# STUDY TEXT
..........
Monday Morning Thoughts: Death Penalty Reinstated in California

Death Penalty

Death Penalty

Last week, a three-judge panel overturned a district court’s ruling that delays in California’s death penalty make the procedure arbitrary and therefore unconstitutional. While that got the headlines, beneath that is the fine print that the court did not weigh in on the merits of the argument.

Instead, the court argues, “Because Petitioner asks us to apply a novel constitutional rule, we may not assess the substantive validity of his claim.”

Last year, Federal District Judge Cormac J. Carney wrote in a decision: “On April 7, 1995, Petitioner Ernest Dewayne Jones was condemned to death by the State of California. Nearly two decades later, Mr. Jones remains on California’s Death Row, awaiting his execution, but with complete uncertainty as to when, or even whether, it will ever come.”

“Mr. Jones is not alone,” wrote Judge Carney, “Since 1978, when the current death penalty system was adopted by California voters, over 900 people have been sentenced to death for their crimes. Of them, only 13 have been executed. For the rest, the dysfunctional administration of California’s death penalty system has resulted, and will continue to result, in an inordinate and unpredictable period of delay preceding their actual execution.”
..........
# GIVEN DATA

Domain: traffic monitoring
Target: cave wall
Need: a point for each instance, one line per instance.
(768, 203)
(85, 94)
..........
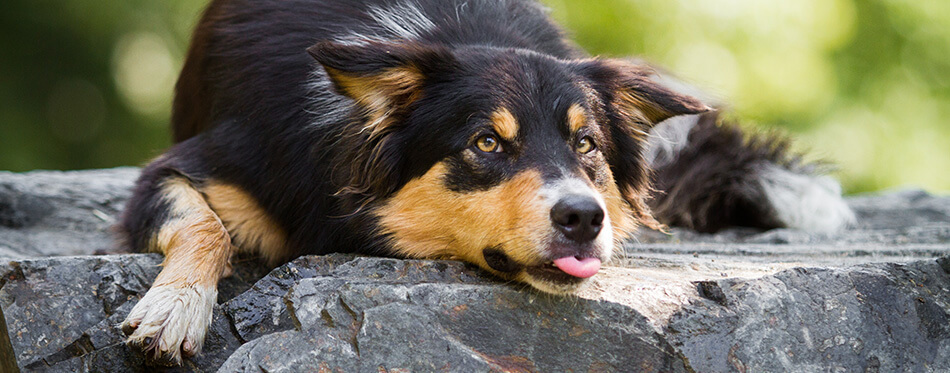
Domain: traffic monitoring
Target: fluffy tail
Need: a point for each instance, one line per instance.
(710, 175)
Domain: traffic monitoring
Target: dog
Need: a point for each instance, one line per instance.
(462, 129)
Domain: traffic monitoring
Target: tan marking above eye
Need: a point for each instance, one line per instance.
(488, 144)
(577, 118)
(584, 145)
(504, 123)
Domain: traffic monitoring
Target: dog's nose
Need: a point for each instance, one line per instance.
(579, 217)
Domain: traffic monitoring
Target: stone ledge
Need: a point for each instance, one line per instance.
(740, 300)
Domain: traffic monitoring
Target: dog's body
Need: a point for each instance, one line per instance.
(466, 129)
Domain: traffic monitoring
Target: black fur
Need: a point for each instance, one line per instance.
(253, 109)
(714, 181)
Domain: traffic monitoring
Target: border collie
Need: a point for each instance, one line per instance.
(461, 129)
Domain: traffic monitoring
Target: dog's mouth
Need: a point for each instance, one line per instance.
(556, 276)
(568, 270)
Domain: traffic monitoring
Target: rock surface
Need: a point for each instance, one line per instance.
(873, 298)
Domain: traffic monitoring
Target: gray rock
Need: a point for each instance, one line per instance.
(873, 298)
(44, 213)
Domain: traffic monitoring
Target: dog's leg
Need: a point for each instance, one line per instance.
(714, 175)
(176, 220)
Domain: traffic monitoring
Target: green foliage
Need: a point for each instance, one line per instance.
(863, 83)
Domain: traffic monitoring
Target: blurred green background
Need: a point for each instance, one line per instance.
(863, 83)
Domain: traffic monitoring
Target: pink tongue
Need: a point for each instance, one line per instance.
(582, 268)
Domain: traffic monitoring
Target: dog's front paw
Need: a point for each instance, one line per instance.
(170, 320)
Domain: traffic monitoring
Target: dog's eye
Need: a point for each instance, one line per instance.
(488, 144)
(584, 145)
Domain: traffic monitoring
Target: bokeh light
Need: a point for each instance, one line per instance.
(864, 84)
..........
# REQUIREMENT
Continue the piece on the reinstatement of California's death penalty, starting after its last sentence.

# ANSWER SECTION
He added, “Indeed, for most, systemic delay has made their execution so unlikely that the death sentence carefully and deliberately imposed by the jury has been quietly transformed into one no rational jury or legislature could ever impose: life in prison, with the remote possibility of death. As for the random few for whom execution does become a reality, they will have languished for so long on Death Row that their execution will serve no retributive or deterrent purpose and will be arbitrary.”

Federal Appellate Judge Susan P. Graber, writing for the court, notes, “Many agree with Petitioner that California’s capital punishment system is dysfunctional and that the delay between sentencing and execution in California is extraordinary.”

However, she writes that “the purpose of federal habeas corpus is to ensure that state convictions comply with the federal law in existence at the time the conviction became final, and not to provide a mechanism for the continuing reexamination of final judgments based upon later emerging legal doctrine.”

Scott Martelle, writing for the LA Times, notes, “In one sense, the decision is a loss for those hoping for an end to the death penalty (me among them). But it’s also a non-decision because the appellate judges didn’t take up the heart of Carney’s ruling, and his logic is quite compelling.”

He continues, “In a nutshell, the very structure of California’s death penalty means that who among the condemned actually gets put to death is determined by an arbitrary process that drags out so long that the execution serves neither as a deterrent nor as an act of retribution, important thresholds under previous Supreme Court decisions.”

“That argument,” he writes, “is still out there, even if the appellate court decided it couldn’t review it under court rules established under the Clinton-era Antiterrorism and Effective Death Penalty Act of 1996.”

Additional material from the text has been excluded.